Instructions for the task -
Copy the records below, substituting "Use only" for each occurrence of "Keep to" and leaving everything else unchanged.

---*---

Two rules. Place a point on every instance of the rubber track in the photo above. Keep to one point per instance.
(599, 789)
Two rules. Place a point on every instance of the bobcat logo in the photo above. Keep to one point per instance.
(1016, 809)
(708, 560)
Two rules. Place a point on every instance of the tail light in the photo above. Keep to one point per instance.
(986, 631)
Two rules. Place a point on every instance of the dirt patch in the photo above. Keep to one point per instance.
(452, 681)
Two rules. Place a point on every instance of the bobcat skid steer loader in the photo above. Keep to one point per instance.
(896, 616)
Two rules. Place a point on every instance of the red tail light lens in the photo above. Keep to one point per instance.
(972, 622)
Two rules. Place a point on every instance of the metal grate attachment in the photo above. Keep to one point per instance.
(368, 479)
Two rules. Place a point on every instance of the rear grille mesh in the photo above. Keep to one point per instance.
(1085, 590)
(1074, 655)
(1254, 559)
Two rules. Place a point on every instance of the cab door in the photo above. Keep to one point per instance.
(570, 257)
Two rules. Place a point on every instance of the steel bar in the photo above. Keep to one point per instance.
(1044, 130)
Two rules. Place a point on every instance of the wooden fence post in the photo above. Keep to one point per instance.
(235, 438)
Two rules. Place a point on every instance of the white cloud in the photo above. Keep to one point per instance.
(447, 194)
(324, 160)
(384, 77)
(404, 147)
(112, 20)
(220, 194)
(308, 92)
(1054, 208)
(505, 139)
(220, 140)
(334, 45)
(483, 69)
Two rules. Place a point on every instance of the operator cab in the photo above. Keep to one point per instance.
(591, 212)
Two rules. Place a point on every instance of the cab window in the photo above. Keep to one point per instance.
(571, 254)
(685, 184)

---*---

The response -
Two rules. Place a point on every instance of the rubber track in the photo above. Use only one point per instance.
(599, 789)
Two rules. Place a point on every instance of the bobcat logo in the photo above. Use only one point per instance.
(1016, 809)
(708, 560)
Two rules. Place a point on every instance of the tail light in the photo above. Use only one point per instance.
(986, 631)
Two rules. Place a point on every instance of the dirt patch in the photo above. Use only one point per instance.
(452, 681)
Two rules. Place a point on every instance of the bobcat skid steer loader in the photo above. Use only one point per instance.
(896, 616)
Two rules. Place a point on every instance of the red tail light lens in the photo above. Use only one point per instance.
(972, 622)
Two rules. Place a point on every instance of the metal grate attachment in the photo above. Use only one point per instance.
(368, 479)
Two rules. Place a point on every instance of the rear grille mesh in the photo above. Use only one point per instance.
(1085, 590)
(1074, 655)
(1254, 559)
Two rules. Place a point on every instance of the cab door in the photo above. Use only one point per instance.
(570, 257)
Two rules. Place a point on every instance of the steel bar in the photo above. Use only one point per instance.
(1044, 130)
Two rules. Place a point on every instance of the wooden fence post in the photo above. Use only one point per instance.
(235, 438)
Two rules. Place a point on every instance of the white cloud in the photo above. Use only one point per instance.
(447, 194)
(324, 160)
(384, 77)
(404, 147)
(112, 20)
(220, 194)
(308, 92)
(1054, 208)
(505, 139)
(220, 140)
(334, 45)
(483, 69)
Two rules. Place a point on every instance of the operator cab in the photo above. Use only one point per instance.
(591, 212)
Two rules. Place a point on every instance of the cab window in the photo above. Use only one point per instance.
(571, 254)
(685, 184)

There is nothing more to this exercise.